**Written task:** Without the pictures, reproduce the records that follow exactly.

**Input material:**
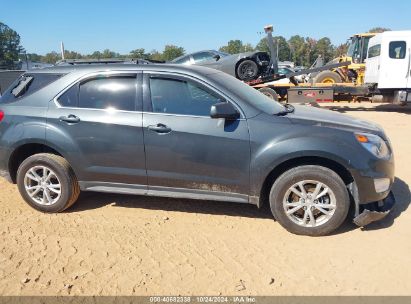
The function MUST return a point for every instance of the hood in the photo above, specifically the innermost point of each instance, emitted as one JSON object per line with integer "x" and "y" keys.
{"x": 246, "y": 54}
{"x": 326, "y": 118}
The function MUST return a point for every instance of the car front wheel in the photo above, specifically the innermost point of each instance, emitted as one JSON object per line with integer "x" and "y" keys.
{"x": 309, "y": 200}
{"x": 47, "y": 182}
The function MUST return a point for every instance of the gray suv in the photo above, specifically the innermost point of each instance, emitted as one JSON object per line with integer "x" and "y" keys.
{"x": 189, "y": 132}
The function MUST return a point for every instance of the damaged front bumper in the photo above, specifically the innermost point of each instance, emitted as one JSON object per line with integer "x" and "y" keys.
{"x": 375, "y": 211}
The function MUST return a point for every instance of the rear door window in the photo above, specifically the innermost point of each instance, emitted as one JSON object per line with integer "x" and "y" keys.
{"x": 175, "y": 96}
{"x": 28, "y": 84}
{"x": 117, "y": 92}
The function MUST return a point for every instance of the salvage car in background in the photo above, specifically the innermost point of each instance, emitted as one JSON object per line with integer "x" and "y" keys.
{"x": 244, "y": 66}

**Full solution:**
The function MUST return a point for every instance of the hood in the photo above, specifically the innermost point of each instance, emitted as one JSON object per line with integer "x" and "y" keys.
{"x": 246, "y": 54}
{"x": 326, "y": 118}
The function MUST return a point for every instance of the car front wheel in the photo above, specifically the innermost point of each instance, emitted as one JSON object per line with integer "x" and "y" keys.
{"x": 309, "y": 200}
{"x": 47, "y": 182}
The function MUST return a point for every instance of the gray suv in the photo above, specifically the innermost point of each instance, emitted as one JSON object per line with integer "x" and "y" keys.
{"x": 189, "y": 132}
The function MUST return a point for every instance of the damaged front bumper in the photo above, specifically the innermost point of each instance, emitted as one JSON object per line with integer "x" and "y" keys.
{"x": 375, "y": 211}
The function MUST return a point for every instance of the rear door window in the photo above, specifically the innermost point of each instance, emitted as one JSON object per line with integer "x" and "y" keys.
{"x": 175, "y": 96}
{"x": 28, "y": 84}
{"x": 117, "y": 92}
The function MUST return a point for every instance of the salvage car in background in the photo above, specifically the innermost point of each instance, emitted as one JSON object per line with integer "x" and "y" keys.
{"x": 244, "y": 66}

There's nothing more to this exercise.